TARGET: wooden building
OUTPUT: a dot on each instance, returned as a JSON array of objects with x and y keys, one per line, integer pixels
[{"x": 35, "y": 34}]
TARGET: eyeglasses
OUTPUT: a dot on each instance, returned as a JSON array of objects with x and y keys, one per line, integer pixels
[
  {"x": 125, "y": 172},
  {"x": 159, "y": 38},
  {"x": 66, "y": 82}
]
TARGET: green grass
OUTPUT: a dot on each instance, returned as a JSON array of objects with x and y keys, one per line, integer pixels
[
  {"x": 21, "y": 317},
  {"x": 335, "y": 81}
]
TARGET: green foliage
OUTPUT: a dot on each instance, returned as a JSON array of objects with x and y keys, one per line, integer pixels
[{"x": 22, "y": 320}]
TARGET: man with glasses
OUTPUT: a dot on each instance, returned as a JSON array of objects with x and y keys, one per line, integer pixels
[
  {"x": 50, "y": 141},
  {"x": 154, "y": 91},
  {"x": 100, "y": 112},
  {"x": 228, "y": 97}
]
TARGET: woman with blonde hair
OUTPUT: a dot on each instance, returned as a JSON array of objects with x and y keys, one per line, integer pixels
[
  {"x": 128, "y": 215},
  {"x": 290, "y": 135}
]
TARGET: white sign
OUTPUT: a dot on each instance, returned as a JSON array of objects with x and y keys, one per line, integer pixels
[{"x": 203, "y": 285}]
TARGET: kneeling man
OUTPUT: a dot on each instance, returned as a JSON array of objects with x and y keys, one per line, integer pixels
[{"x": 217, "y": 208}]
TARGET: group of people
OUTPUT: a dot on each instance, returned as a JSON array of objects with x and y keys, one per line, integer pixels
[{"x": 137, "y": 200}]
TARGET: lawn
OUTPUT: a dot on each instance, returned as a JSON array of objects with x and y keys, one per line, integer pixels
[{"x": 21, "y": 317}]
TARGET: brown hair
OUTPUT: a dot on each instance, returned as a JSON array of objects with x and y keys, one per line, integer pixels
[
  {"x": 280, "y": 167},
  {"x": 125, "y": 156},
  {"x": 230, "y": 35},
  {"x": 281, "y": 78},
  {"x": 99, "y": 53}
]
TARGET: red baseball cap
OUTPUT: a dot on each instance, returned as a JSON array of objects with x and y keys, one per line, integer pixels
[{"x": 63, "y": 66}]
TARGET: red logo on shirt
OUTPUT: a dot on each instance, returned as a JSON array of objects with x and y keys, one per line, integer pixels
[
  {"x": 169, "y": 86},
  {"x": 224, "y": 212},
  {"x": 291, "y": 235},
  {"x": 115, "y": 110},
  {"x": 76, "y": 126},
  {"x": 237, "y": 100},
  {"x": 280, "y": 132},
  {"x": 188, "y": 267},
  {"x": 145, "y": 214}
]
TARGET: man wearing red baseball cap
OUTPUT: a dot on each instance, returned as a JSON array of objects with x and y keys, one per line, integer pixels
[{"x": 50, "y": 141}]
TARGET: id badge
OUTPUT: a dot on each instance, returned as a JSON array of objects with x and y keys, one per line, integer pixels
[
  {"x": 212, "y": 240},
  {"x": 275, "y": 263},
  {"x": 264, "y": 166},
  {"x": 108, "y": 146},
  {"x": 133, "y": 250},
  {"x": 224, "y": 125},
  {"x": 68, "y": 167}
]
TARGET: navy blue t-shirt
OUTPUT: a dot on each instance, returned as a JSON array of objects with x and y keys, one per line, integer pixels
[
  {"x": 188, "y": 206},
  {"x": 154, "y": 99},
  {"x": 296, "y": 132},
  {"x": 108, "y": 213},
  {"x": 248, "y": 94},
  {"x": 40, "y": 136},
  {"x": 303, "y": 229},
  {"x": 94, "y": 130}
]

________________________________________

__Given task__
Take the listing above and write it out again exactly.

__Solution to this exercise__
TARGET: wooden building
OUTPUT: a dot on each instance, returned as a JSON array of objects with x and y keys, one per line, integer pixels
[{"x": 35, "y": 34}]
TARGET: eyeglasses
OUTPUT: a dot on each instance, returned as a JSON array of objects with x and y keys, one per line, integer pixels
[
  {"x": 125, "y": 172},
  {"x": 159, "y": 38},
  {"x": 66, "y": 82}
]
TARGET: green grass
OUTPUT: a dot on each instance, returned as a JSON array of objects with x and y keys, one per line, integer pixels
[
  {"x": 21, "y": 317},
  {"x": 335, "y": 81}
]
TARGET: green foliage
OUTPUT: a dot on each instance, returned as a JSON array of objects with x and y keys, one per line, integer pixels
[{"x": 22, "y": 320}]
TARGET: man with glasses
OUTPUT: a dot on each instance, returned as a JSON array of objects with x and y keys, one per line, integer pixels
[
  {"x": 50, "y": 141},
  {"x": 154, "y": 91},
  {"x": 100, "y": 112},
  {"x": 228, "y": 97}
]
TARGET: woman with blonde hair
OUTPUT: a dot on each instance, returned as a JSON array of objects with x and y keys, one per line, integer pixels
[
  {"x": 128, "y": 215},
  {"x": 290, "y": 135}
]
TARGET: white sign
OUTPUT: a dot on each instance, returned as a JSON array of objects with x and y keys, one per line, integer pixels
[{"x": 203, "y": 285}]
TARGET: kneeling man
OUTPUT: a dot on each instance, returned as a JSON array of objects with x and y keys, one per line, integer pixels
[{"x": 217, "y": 208}]
TARGET: group of people
OUTPUT: a dot on each instance, returned as a JSON array of objects with x and y keys, one per line, integer pixels
[{"x": 137, "y": 200}]
TARGET: lawn
OUTPUT: a dot on each instance, returned as a JSON array of objects with x and y keys, one per line, integer pixels
[{"x": 21, "y": 317}]
TARGET: brown hair
OUTPUT: a dot on each instance, returned as a JSON array of objects with x and y keys, one per line, integer pixels
[
  {"x": 280, "y": 167},
  {"x": 125, "y": 156},
  {"x": 230, "y": 35},
  {"x": 281, "y": 78},
  {"x": 99, "y": 53}
]
TARGET: red baseball cap
OUTPUT: a dot on each instance, returned as a JSON array of objects with x and y keys, one per line, integer pixels
[{"x": 63, "y": 66}]
TARGET: red logo on shirt
OUTPUT: a dot on each instance, returned as a JSON array of objects with x and y keys, one per line, integer pixels
[
  {"x": 169, "y": 86},
  {"x": 224, "y": 212},
  {"x": 291, "y": 235},
  {"x": 115, "y": 110},
  {"x": 76, "y": 126},
  {"x": 237, "y": 100},
  {"x": 280, "y": 132},
  {"x": 188, "y": 267},
  {"x": 145, "y": 214}
]
TARGET: man wearing red baseball cap
OUTPUT: a dot on each instance, returned as a JSON array of objects with x and y keys, one per line, integer pixels
[{"x": 50, "y": 141}]
TARGET: id badge
OUTPUT: a dot on each instance, returned as a JSON array of objects with x and y keys, one per line, integer pixels
[
  {"x": 212, "y": 240},
  {"x": 275, "y": 263},
  {"x": 264, "y": 166},
  {"x": 108, "y": 146},
  {"x": 133, "y": 250},
  {"x": 224, "y": 125},
  {"x": 68, "y": 167}
]
TARGET: navy blue t-shirt
OUTPUT: a dot on each instance, returned as a JSON array of objects with x and y keys, one per line, integer pixels
[
  {"x": 188, "y": 206},
  {"x": 154, "y": 99},
  {"x": 296, "y": 132},
  {"x": 108, "y": 213},
  {"x": 248, "y": 94},
  {"x": 40, "y": 136},
  {"x": 303, "y": 229},
  {"x": 94, "y": 130}
]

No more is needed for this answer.